BEGIN Text segment
Crowley wasn’t just anybody. He was a 10-term Congressman and an old political hand. He was thought to be a leading contender for the top Democrat leadership role in the House, and maybe the next Speaker, if Rep. Nancy Pelosi winds up being deposed by her caucus either before or after the November elections. Ocasio-Cortez’s win was immediately compared to the 2014 triumph of another unknown, Dave Brat, a Tea Party candidate and a professor at Randolph-Macon College who took down House Republican leader Eric Cantor in an 11 point landslide primary win. That election surprise may have signaled a tectonic out-with-the-old-type shift in the makeup of the Republican Party that, two years later, came under the control of the now iconic outsider Donald J. Trump.

The left and the media are greeting Ocasio-Cortez’s win, “the most shocking upset of a rollicking political season,” as a kind of second coming – that is, of Bernie Sanders. Vermont Sen. Sanders enthusiastically endorsed his fellow socialist Ocasio-Cortez, who had worked on his 2016 presidential campaign. For her part, Ocasio-Cortez had warm praise for her mentor Sanders. Republicans who are cheering this win because they think it presages trouble because the Democrats are lurching too far to the left should remember that Sanders, who ran as a Democrat but is really a hard core socialist, did extremely well and might even have beaten Hillary Clinton if the primaries hadn’t been rigged by the DNC.

Ocasio-Cortez, a member of the Democratic Socialists of America, favors universal single payer health care (aka socialized medicine), tuition free for all four year college at state schools, and the elimination of ICE. Her unconventional decision to eschew campaigning in the final days and fly to Texas to demonstrate in solidarity with illegal immigrants – at the time seen as an unwise move – is now being assessed as a brilliant political stroke. In a comparison that is not too far afield, like Donald J. Trump she acts impulsively and speaks her mind and so far the constituents in her Congressional district in Queens, N.Y. (70% of them are “people of color”) seem to approve.

Ocasio-Cortez is assured of making it to the House in November as her district is as safe for Democrats as possible. Once there, where will she go politically? I predict further on to the left. What has she got to lose? Plenty of other ambitious high profile Democrats are heading in the same direction. A majority of her party has no problems with socialism and the promise of a handout for all has often been a winning strategy for Democrats (ask Barack Obama), who in recent years have remade themselves into Democrat Socialists. Remember the Newsweek cover at the time of Obama’s first inauguration? “We Are All Socialists Now.
END Text segment
BEGIN Material supplied
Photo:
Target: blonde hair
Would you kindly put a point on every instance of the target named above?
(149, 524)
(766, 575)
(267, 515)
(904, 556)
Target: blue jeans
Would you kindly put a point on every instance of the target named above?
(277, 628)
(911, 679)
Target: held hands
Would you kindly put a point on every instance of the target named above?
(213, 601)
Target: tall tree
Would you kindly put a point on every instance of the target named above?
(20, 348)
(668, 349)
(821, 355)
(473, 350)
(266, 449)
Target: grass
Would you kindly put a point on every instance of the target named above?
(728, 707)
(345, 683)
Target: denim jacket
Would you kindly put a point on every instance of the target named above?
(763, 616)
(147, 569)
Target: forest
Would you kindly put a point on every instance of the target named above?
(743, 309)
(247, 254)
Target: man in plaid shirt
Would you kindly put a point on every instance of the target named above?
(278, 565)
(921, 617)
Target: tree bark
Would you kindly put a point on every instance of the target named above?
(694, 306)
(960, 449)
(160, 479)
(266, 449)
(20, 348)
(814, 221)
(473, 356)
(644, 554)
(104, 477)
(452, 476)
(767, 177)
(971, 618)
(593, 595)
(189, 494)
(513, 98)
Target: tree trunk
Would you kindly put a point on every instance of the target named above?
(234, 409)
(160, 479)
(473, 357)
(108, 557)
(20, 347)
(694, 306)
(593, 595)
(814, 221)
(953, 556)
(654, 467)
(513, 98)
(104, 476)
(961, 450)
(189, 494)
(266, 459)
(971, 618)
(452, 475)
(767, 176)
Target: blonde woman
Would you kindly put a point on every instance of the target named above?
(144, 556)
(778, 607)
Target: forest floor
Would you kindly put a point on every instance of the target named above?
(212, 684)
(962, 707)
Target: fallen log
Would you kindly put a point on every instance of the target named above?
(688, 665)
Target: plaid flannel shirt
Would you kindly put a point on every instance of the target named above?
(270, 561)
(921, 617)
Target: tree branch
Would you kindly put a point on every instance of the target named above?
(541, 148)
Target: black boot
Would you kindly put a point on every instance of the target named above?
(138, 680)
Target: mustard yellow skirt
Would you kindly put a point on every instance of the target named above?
END Material supplied
▶ [Exercise instructions]
1 – Answer these questions using the text on Ocasio-Cortez's primary win.
(a) How many terms had Crowley served in Congress?
(b) By how many points did Dave Brat beat Eric Cantor?
(c) Which magazine ran the cover "We Are All Socialists Now"?
2 – Return the passage of the text on Ocasio-Cortez's primary win from "Ocasio-Cortez is assured" to "All Socialists Now.", copied word for word.

▶ [Task-by-task results]
1 –
(a) 10 terms
(b) 11 points
(c) Newsweek

2 –
Ocasio-Cortez is assured of making it to the House in November as her district is as safe for Democrats as possible. Once there, where will she go politically? I predict further on to the left. What has she got to lose? Plenty of other ambitious high profile Democrats are heading in the same direction. A majority of her party has no problems with socialism and the promise of a handout for all has often been a winning strategy for Democrats (ask Barack Obama), who in recent years have remade themselves into Democrat Socialists. Remember the Newsweek cover at the time of Obama’s first inauguration? “We Are All Socialists Now.